> **WHAT THE TASK REQUIRES**: Count the lines in the rows below that contain the word "cellophane", and reply with only that number.

> **MATERIAL FOR THIS EXERCISE**:
** start **

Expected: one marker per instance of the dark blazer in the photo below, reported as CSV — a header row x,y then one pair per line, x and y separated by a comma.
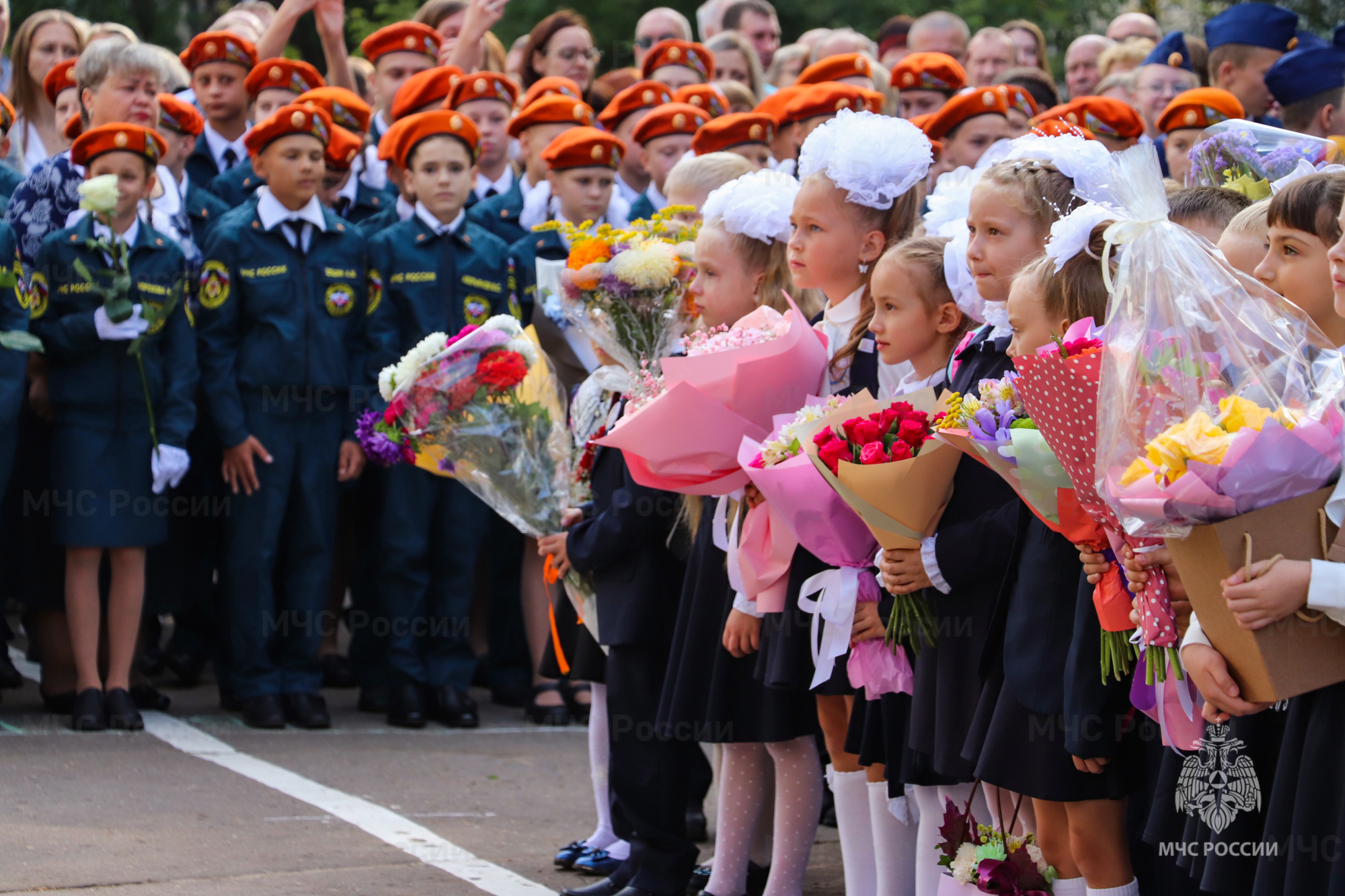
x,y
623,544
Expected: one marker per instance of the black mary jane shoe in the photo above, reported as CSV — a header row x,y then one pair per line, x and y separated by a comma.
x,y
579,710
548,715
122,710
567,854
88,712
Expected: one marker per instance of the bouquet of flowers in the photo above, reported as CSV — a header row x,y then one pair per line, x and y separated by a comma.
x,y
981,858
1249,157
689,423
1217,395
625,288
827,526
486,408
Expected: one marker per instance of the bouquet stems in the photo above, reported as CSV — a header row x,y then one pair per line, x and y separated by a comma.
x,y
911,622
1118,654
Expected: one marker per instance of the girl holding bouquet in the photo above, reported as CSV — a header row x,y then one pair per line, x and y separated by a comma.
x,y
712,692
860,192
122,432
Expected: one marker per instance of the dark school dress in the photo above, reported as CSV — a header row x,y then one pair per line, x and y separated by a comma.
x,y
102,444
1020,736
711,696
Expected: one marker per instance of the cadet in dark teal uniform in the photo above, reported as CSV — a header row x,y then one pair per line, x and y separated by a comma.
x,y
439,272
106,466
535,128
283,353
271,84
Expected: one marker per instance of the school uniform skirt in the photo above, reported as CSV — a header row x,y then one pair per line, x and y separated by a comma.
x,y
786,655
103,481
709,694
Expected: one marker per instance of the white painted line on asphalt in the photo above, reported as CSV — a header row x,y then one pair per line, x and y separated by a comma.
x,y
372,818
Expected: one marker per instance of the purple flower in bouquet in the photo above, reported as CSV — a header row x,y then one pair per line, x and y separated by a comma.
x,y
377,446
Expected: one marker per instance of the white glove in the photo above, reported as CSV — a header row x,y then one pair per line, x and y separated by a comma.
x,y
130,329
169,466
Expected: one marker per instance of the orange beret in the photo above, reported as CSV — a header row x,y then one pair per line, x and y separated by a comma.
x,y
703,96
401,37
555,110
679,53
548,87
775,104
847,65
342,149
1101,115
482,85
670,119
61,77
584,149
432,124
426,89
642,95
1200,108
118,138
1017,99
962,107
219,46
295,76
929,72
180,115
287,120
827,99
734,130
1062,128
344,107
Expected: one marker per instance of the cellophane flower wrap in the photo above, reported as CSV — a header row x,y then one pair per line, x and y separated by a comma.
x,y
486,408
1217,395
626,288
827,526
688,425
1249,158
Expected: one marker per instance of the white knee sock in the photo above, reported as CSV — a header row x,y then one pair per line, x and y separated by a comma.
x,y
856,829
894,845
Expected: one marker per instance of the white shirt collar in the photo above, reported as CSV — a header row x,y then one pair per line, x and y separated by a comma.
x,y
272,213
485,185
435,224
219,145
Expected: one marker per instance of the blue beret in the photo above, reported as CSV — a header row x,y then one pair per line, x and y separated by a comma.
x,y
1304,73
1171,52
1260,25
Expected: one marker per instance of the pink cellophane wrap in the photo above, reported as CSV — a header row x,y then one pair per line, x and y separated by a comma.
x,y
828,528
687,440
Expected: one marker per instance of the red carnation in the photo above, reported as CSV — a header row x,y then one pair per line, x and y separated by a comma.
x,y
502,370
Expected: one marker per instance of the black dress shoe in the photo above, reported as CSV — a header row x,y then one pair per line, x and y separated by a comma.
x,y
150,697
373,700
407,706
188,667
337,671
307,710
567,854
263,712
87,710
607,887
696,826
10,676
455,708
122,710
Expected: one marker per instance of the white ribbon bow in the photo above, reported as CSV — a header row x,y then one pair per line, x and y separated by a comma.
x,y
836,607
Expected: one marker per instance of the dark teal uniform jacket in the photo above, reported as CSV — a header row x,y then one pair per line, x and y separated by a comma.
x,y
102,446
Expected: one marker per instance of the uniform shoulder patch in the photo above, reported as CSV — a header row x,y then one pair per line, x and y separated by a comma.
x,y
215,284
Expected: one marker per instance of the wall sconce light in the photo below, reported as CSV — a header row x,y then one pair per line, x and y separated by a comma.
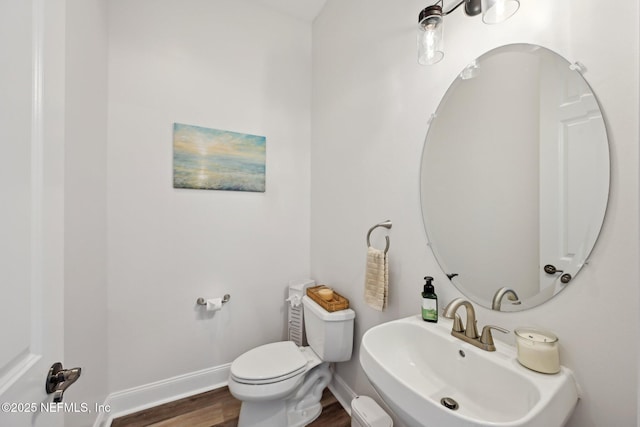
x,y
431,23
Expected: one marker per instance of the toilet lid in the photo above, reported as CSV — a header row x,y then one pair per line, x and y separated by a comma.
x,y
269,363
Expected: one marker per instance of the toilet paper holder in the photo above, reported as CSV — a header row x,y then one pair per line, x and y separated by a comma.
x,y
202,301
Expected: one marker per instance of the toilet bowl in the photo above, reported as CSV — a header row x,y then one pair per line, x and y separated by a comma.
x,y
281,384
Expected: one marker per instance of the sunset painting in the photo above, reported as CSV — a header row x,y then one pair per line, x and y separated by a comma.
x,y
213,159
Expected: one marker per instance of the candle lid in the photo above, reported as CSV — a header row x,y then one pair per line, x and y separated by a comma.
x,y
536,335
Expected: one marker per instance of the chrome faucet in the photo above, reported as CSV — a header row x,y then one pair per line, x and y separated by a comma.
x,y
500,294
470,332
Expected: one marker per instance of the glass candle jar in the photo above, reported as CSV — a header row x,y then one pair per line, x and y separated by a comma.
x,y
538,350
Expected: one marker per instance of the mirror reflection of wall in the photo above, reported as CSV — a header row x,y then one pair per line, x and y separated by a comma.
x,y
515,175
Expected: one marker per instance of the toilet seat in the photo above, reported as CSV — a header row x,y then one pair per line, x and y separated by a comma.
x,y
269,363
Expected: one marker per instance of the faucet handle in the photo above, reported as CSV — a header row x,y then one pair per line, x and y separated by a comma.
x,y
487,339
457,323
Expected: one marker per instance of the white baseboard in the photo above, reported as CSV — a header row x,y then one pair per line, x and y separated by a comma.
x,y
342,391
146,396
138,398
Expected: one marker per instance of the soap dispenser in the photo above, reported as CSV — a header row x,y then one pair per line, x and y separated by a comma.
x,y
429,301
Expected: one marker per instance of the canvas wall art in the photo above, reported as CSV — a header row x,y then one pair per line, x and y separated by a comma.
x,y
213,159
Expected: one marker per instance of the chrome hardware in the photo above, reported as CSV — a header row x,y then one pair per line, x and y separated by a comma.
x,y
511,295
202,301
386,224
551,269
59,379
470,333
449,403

** end **
** start **

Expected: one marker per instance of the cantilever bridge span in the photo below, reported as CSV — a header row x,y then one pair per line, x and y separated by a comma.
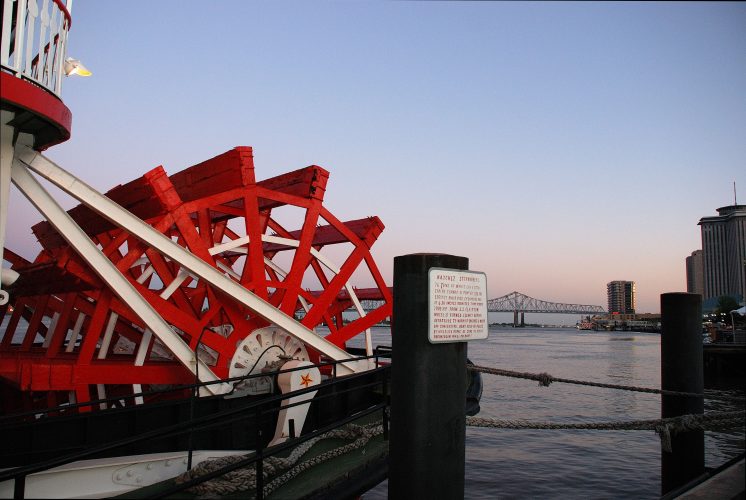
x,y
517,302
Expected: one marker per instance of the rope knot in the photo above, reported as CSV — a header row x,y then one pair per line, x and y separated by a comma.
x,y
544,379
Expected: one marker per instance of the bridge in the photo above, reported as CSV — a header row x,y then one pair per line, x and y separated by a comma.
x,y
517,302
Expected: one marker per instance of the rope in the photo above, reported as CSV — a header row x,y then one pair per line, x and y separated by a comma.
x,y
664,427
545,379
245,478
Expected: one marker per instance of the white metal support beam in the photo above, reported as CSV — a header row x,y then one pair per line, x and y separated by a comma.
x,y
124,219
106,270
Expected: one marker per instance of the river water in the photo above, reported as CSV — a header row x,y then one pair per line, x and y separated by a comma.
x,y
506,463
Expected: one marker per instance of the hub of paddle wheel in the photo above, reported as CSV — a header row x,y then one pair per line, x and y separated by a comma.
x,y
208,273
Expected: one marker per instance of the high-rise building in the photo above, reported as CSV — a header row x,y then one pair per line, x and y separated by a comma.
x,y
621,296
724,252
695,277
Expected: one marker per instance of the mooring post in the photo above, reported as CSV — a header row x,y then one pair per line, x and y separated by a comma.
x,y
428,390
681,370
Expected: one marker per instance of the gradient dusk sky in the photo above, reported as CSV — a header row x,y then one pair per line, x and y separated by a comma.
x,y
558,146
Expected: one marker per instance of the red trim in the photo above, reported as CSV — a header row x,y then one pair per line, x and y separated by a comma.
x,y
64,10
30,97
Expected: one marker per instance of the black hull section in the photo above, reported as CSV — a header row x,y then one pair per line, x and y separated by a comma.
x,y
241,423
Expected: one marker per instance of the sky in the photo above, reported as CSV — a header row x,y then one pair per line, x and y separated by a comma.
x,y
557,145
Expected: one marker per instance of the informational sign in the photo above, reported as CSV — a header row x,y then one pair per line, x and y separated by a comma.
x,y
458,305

** end **

> **EXERCISE SOLUTION**: 2